Referring expression pointing data
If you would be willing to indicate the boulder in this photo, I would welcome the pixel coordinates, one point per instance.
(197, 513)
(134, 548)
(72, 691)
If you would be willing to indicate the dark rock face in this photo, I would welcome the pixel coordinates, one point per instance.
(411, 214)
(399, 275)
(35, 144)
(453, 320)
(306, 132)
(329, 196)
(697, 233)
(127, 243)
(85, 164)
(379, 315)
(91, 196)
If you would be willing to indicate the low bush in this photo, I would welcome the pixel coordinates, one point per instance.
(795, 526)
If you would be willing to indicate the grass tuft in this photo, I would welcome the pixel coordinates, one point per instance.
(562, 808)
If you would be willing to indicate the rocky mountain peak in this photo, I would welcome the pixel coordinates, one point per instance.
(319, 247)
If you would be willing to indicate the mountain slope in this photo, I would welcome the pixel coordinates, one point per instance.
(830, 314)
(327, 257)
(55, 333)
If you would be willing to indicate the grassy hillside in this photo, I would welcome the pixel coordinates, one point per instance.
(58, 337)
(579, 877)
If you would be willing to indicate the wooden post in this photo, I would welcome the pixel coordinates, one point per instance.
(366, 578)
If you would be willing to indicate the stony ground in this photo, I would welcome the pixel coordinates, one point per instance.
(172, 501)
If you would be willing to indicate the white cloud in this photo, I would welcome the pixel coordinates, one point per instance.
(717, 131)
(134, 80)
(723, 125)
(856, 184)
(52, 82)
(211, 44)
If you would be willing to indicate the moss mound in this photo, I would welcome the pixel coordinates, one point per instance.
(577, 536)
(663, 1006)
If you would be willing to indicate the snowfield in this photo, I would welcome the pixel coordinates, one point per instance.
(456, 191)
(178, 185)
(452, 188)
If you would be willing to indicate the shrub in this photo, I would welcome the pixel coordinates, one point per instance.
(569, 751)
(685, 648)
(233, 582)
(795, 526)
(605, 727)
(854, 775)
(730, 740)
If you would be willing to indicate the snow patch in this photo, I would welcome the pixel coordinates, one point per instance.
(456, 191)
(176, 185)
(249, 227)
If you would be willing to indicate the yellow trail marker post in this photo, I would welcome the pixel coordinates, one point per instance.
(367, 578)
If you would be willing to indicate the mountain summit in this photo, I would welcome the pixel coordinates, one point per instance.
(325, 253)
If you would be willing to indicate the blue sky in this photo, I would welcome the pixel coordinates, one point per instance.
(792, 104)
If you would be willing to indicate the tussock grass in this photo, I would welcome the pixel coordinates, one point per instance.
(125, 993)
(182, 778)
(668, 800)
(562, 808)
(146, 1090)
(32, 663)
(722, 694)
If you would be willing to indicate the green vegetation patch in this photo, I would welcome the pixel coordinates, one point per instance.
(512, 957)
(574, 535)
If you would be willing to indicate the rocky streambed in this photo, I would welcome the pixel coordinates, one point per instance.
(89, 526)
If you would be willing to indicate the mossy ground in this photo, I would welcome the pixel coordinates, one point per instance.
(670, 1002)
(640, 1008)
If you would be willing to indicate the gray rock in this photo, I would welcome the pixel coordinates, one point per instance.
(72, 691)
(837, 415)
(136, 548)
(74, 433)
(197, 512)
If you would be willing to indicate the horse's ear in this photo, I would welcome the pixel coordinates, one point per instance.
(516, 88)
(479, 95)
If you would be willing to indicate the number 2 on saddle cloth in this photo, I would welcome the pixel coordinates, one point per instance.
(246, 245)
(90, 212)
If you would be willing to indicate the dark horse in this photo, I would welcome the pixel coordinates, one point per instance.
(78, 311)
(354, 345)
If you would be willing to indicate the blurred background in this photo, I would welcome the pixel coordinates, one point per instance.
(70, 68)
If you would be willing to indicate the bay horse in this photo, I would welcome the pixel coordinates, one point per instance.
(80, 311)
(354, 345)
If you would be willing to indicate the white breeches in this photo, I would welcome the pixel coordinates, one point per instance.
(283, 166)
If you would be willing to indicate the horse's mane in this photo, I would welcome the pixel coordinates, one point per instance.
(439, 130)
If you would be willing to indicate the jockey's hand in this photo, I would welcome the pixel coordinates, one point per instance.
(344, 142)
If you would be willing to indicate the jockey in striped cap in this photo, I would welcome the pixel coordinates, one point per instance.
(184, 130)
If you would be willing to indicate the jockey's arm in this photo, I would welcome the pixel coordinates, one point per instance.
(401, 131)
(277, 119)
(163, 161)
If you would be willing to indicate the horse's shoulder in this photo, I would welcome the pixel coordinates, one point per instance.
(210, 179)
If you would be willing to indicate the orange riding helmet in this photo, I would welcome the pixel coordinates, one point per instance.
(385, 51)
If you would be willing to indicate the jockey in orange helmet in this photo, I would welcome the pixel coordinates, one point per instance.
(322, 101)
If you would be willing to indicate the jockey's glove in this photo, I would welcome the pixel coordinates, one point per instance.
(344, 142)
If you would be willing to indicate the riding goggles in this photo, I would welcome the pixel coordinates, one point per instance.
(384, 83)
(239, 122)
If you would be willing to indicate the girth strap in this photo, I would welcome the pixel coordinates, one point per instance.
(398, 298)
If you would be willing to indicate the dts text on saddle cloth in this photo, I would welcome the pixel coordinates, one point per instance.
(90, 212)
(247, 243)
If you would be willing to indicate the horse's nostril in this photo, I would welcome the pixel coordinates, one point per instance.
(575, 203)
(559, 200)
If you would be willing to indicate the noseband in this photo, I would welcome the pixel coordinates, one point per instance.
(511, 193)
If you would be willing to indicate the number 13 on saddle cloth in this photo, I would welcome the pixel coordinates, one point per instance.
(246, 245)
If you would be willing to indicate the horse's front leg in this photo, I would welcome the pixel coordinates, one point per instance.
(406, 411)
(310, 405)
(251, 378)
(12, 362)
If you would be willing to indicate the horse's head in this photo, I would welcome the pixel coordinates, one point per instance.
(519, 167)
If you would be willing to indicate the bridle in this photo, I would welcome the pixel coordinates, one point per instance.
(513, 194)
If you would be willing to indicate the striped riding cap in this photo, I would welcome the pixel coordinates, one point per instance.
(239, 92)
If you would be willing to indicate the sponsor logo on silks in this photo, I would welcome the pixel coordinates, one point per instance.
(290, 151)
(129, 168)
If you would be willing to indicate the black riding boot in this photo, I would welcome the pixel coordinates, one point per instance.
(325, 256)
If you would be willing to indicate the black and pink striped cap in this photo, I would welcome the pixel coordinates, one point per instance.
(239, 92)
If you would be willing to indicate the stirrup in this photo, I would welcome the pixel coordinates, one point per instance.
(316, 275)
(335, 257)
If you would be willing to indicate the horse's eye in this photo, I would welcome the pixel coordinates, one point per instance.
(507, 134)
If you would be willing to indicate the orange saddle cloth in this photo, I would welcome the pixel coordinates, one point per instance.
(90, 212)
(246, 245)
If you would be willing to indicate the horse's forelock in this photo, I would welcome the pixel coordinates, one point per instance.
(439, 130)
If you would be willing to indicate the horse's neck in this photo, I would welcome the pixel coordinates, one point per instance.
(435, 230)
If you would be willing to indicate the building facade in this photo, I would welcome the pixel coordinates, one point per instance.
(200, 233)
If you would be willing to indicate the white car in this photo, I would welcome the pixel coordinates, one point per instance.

- **INSTRUCTIONS FOR THE TASK**: Begin with the line that contains "If you would be willing to indicate the stirrup" and end with the last line of the data. Repeat those two lines and all between them exactly.

- **FINISHED TASK**:
If you would be willing to indicate the stirrup in this photo, I would welcome the pixel coordinates, one point per instance.
(316, 275)
(335, 257)
If you would be willing to indicate the horse's eye in this photo, I would welcome the pixel coordinates, one point per instance.
(507, 134)
If you would be willing to indicate the orange saddle cloth in this photo, I would welcome the pixel coordinates, one point per instance.
(90, 212)
(246, 245)
If you would be willing to indicate the horse's forelock in this photo, I would welcome the pixel coordinates, one point per instance.
(439, 130)
If you would be willing to indicate the horse's neck in this photo, I would welcome the pixel coordinates, one point per instance.
(435, 230)
If you would be willing to indicate the building facade in this photo, I would welcome the pixel coordinates, one point per instance.
(200, 233)
If you would be willing to indicate the white car in this photo, I would welcome the pixel coordinates, one point per instance.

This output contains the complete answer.